▸ **OBJECTIVE**
Transcribe each line exactly.
** Start RECORDS FOR PROCESSING **
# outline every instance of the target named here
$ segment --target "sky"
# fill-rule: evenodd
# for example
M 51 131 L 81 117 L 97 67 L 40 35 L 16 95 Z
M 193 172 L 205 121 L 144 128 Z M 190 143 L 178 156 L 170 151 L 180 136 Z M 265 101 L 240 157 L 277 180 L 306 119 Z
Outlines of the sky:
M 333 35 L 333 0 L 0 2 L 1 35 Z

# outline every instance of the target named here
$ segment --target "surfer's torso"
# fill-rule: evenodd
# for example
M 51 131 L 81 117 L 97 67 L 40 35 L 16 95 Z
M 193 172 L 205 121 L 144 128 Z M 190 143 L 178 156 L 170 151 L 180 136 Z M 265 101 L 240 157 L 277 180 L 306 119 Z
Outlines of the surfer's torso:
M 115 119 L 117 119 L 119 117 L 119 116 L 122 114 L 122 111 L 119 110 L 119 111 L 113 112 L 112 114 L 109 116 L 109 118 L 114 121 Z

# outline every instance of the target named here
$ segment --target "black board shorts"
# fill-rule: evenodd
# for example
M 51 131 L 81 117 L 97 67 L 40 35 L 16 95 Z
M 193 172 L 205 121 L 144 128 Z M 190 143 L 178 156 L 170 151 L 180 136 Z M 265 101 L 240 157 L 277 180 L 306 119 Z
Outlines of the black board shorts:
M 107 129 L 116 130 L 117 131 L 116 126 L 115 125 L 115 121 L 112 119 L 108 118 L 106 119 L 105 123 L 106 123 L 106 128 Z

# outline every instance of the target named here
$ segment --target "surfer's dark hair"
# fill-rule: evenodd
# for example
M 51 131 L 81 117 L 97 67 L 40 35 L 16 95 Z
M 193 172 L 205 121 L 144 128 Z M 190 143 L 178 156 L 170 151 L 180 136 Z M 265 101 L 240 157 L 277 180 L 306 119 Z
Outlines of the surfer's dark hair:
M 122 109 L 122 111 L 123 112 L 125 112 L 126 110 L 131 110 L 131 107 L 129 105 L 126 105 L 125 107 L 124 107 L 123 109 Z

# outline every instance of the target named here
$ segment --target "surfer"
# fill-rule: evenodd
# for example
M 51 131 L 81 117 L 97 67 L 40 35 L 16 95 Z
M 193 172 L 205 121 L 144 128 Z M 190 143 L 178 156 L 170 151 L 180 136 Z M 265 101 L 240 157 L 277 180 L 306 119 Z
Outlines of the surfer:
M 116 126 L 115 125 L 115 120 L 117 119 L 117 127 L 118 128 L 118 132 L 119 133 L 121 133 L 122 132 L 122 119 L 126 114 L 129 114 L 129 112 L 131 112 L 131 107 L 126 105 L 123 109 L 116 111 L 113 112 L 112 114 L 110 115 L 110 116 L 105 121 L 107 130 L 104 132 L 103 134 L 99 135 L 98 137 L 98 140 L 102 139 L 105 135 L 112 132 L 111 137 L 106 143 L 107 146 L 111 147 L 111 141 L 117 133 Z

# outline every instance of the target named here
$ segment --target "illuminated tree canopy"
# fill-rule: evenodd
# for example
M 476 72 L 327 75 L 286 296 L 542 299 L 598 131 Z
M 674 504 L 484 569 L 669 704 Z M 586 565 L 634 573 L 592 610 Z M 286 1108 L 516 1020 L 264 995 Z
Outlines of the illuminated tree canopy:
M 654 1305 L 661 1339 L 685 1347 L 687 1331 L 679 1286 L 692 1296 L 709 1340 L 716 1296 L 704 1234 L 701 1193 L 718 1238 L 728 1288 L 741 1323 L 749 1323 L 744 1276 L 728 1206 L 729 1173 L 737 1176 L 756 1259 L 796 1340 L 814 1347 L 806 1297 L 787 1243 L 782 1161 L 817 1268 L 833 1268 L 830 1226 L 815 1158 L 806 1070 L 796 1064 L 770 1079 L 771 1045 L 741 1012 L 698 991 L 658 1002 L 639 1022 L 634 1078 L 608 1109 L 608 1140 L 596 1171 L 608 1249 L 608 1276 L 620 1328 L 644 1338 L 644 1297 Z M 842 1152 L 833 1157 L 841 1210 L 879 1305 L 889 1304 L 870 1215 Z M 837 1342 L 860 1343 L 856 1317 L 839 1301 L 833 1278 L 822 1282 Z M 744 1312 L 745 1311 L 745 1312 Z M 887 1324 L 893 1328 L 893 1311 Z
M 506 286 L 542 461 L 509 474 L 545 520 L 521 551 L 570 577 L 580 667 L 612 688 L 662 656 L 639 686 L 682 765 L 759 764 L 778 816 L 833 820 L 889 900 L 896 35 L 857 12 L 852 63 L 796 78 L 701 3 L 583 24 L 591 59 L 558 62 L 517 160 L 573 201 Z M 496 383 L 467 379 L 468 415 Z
** End RECORDS FOR PROCESSING **
▸ **TASK OUTPUT**
# outline every instance of the target named here
$ segment --target "sky"
# fill-rule: evenodd
# for example
M 51 131 L 81 117 L 97 67 L 40 35 L 16 95 Z
M 193 172 L 205 121 L 144 128 Z M 190 143 L 178 156 L 170 151 L 180 136 Z M 265 101 L 240 157 L 277 180 L 306 119 Z
Outlines of the sky:
M 333 35 L 333 0 L 0 2 L 1 35 Z

# outline every instance of the target named here
$ segment --target "surfer's torso"
# fill-rule: evenodd
# for example
M 51 131 L 81 117 L 97 67 L 40 35 L 16 95 Z
M 193 172 L 205 121 L 144 128 Z M 190 143 L 178 156 L 170 151 L 180 136 Z M 265 101 L 240 157 L 277 180 L 306 119 Z
Outlines of the surfer's torso:
M 115 119 L 117 119 L 119 117 L 119 116 L 122 114 L 122 111 L 119 110 L 119 111 L 113 112 L 112 114 L 109 116 L 109 118 L 114 121 Z

# outline every instance of the target named here
$ segment --target "black board shorts"
# fill-rule: evenodd
# for example
M 51 131 L 81 117 L 97 67 L 40 35 L 16 95 Z
M 193 172 L 205 121 L 144 128 Z M 190 143 L 178 156 L 170 151 L 180 136 Z M 265 101 L 240 157 L 277 180 L 306 119 Z
Outlines of the black board shorts:
M 107 129 L 116 130 L 117 131 L 116 126 L 115 125 L 115 121 L 112 119 L 108 118 L 106 119 L 105 123 L 106 123 L 106 128 Z

# outline every instance of the target named here
$ segment --target "surfer's dark hair"
# fill-rule: evenodd
# for example
M 51 131 L 81 117 L 97 67 L 40 35 L 16 95 Z
M 193 172 L 205 121 L 144 128 Z M 190 143 L 178 156 L 170 151 L 180 136 Z M 265 101 L 240 157 L 277 180 L 306 119 Z
Outlines of the surfer's dark hair:
M 122 109 L 122 111 L 123 112 L 125 112 L 126 110 L 131 110 L 131 107 L 129 105 L 126 105 L 125 107 L 124 107 L 123 109 Z

# outline every instance of the target named here
$ segment --target "surfer"
# fill-rule: evenodd
# for example
M 51 131 L 81 117 L 97 67 L 40 35 L 16 95 Z
M 193 172 L 205 121 L 144 128 Z M 190 143 L 178 156 L 170 151 L 180 136 Z M 265 101 L 240 157 L 277 180 L 306 119 Z
Outlines of the surfer:
M 116 126 L 115 125 L 115 120 L 117 119 L 117 127 L 118 128 L 118 132 L 119 133 L 121 133 L 122 132 L 122 119 L 126 114 L 129 114 L 129 112 L 131 112 L 131 107 L 126 105 L 123 109 L 116 111 L 113 112 L 112 114 L 110 115 L 110 116 L 105 121 L 107 130 L 104 132 L 103 134 L 99 135 L 98 137 L 98 140 L 102 139 L 105 135 L 112 132 L 111 137 L 106 143 L 107 146 L 111 147 L 111 141 L 117 133 Z

# outline every instance of the target named here
$ segment --target "illuminated tree canopy"
# fill-rule: evenodd
# for example
M 476 72 L 327 75 L 286 296 L 542 299 L 598 131 Z
M 674 504 L 484 569 L 669 704 Z M 586 565 L 634 573 L 592 610 Z M 286 1108 L 516 1020 L 264 995 Z
Outlines of the illuminated tree canopy:
M 654 1305 L 661 1339 L 685 1347 L 687 1331 L 679 1286 L 692 1296 L 709 1340 L 716 1296 L 704 1234 L 701 1193 L 718 1238 L 728 1288 L 741 1323 L 749 1323 L 744 1276 L 728 1206 L 729 1173 L 737 1176 L 756 1259 L 796 1340 L 814 1347 L 806 1297 L 787 1243 L 782 1161 L 817 1268 L 833 1268 L 830 1226 L 815 1158 L 806 1070 L 796 1064 L 770 1079 L 771 1045 L 741 1012 L 698 991 L 658 1002 L 639 1022 L 634 1078 L 608 1109 L 608 1140 L 596 1171 L 608 1249 L 608 1276 L 620 1328 L 644 1338 L 644 1297 Z M 842 1152 L 833 1157 L 841 1210 L 879 1305 L 889 1304 L 870 1215 Z M 837 1342 L 860 1343 L 856 1317 L 839 1301 L 833 1278 L 822 1282 Z M 744 1312 L 745 1311 L 745 1312 Z M 887 1324 L 893 1328 L 893 1311 Z
M 506 286 L 542 461 L 509 474 L 545 520 L 521 551 L 570 577 L 580 667 L 612 688 L 662 656 L 639 686 L 682 765 L 759 764 L 778 816 L 833 820 L 889 900 L 896 35 L 857 12 L 852 63 L 796 78 L 701 3 L 583 24 L 591 59 L 558 62 L 517 160 L 573 201 Z M 496 383 L 467 379 L 468 415 Z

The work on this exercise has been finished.